=== Texto proporcionado ===

---*---

Rosa Chacel publicó este relato en la Revista Occidente en 1928, y posteriormente en la antología Sobre el piélago (Torremozas, Madrid, 1992). El texto contiene rasgos característicos de la prosa de Chacel, los más poderosos.

Nunca pensé que pudiera interesarme una mujer que dijera que Brasil es un país aburrido, tampoco una mujer que, aparentemente, no se declarase feminista. Y sin embargo me interesa Rosa Chacel. Me interesa su obra, ignorada durante décadas, y me interesa su proceso creativo.

La “señorita de Valladolid”, como la definió Neruda, empezó a escribir profesionalmente en Roma, ciudad a la que se trasladó con su marido en 1922. Antes, había frecuentado círculos intelectuales en Madrid y estudiado en la Escuela de Bellas Artes de San Fernando. La escultura, arte primogénita entre las manos de Rosa Chacel, moldeará su forma de escribir, quizás su forma de leer, quizás su forma de estar en el mundo.

Leyó y reconoció las referencias de Ortega y Gasset, de Joyce. Un tanto impertérrita, incluso irónica, pero adoptando una incompleta pose de discípula, se codeó con ellos y otros autores vivos o muertos, de la más alta talla. Fue disciplinada en las formas, pero no tanto en el contenido. Al menos, tal y como han demostrado las estudiosas chacelianas, existen pruebas para decir que su posicionamiento feminista existe, y que aborda las cuestiones de género desde un complejísimo lugar de enfrentamiento intelectual y material con el patriarcado.

Esos atractivos rasgos característicos son tres: Escritura autobiográfica. Escritura viva, como ella misma la definió, hecha de vivencias, que no parte de ideas ni de personajes. Escritura estética, con un oficio literario que se realiza mediante la terca escultura de la materia.

Las magníficas combinatorias de estos ejes son ilimitadas, si fuese demasiado decir infinitas.

Por tanto, Rosa Chacel, la niña de Valladolid, la joven que vivió en Madrid y emigró a Roma, la mujer que vivió entre Buenos Aires y Río de Janeiro, la mujer madura que regresó, de algún modo lleno de conflictos, a España, es quien late en cada página escrita, quien se truca en adolescente o en poeta, también en Chinina Migone.

Es destacable la colaboración de Chacel con las investigadoras que, en vida, abordaron su obra (1). Destacable porque frente a esa lectura crítica atenta y respetuosa, ante esa admiración que no magnificó, sino que reafirmó el verdadero valor literario y psicológico de sus tramas, junto a esas hormigas decididas a descifrar sus mensajes encriptados, fue feliz. Feliz como quien después de alargar mucho el juego, puede ser descubierta y liberada.

---*---

=== Datos mostrados ===
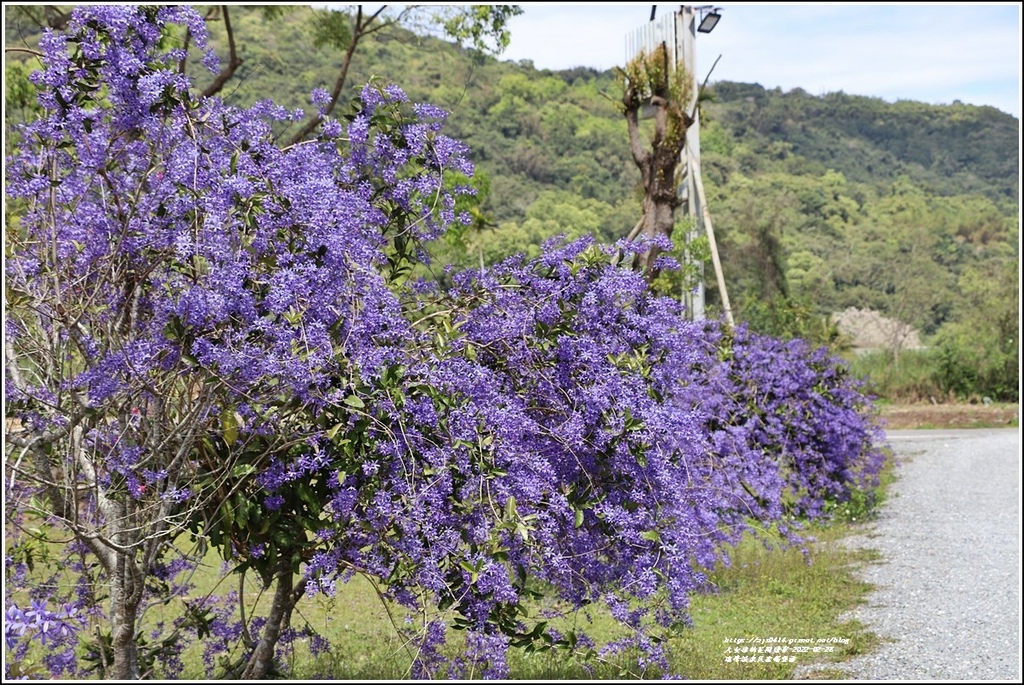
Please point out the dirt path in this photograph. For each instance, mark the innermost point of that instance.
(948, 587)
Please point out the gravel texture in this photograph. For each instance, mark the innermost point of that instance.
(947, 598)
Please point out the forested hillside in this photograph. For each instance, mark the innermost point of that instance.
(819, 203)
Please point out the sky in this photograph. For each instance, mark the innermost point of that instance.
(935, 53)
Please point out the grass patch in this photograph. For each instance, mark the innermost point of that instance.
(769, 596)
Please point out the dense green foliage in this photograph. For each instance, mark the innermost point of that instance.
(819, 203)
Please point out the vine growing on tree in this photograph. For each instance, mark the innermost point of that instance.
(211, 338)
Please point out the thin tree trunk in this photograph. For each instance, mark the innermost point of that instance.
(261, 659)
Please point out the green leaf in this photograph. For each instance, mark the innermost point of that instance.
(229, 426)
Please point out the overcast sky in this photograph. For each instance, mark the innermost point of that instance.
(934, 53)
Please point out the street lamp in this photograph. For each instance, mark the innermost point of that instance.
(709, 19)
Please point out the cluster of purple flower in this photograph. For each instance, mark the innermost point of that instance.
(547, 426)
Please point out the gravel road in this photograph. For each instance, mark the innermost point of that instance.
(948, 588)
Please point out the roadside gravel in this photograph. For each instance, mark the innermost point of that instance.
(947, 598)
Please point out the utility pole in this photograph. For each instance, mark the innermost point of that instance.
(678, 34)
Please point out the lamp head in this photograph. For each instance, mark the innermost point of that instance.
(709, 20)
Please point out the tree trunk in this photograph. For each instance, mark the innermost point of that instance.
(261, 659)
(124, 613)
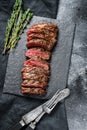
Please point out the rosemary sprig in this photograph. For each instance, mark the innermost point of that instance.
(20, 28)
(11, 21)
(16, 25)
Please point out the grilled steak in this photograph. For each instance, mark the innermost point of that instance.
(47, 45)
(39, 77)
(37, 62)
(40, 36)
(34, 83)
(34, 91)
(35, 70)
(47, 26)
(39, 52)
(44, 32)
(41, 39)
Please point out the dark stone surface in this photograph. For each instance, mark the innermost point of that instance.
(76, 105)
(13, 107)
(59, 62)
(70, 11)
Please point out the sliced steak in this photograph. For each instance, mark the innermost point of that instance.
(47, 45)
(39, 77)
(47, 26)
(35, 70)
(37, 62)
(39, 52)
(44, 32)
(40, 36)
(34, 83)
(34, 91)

---*---

=== Tarea a realizar ===
Según el texto sobre Rosa Chacel, ¿en qué ciudad empezó ella a escribir profesionalmente?

=== Resultado ===
En Roma, ciudad a la que se trasladó con su marido en 1922.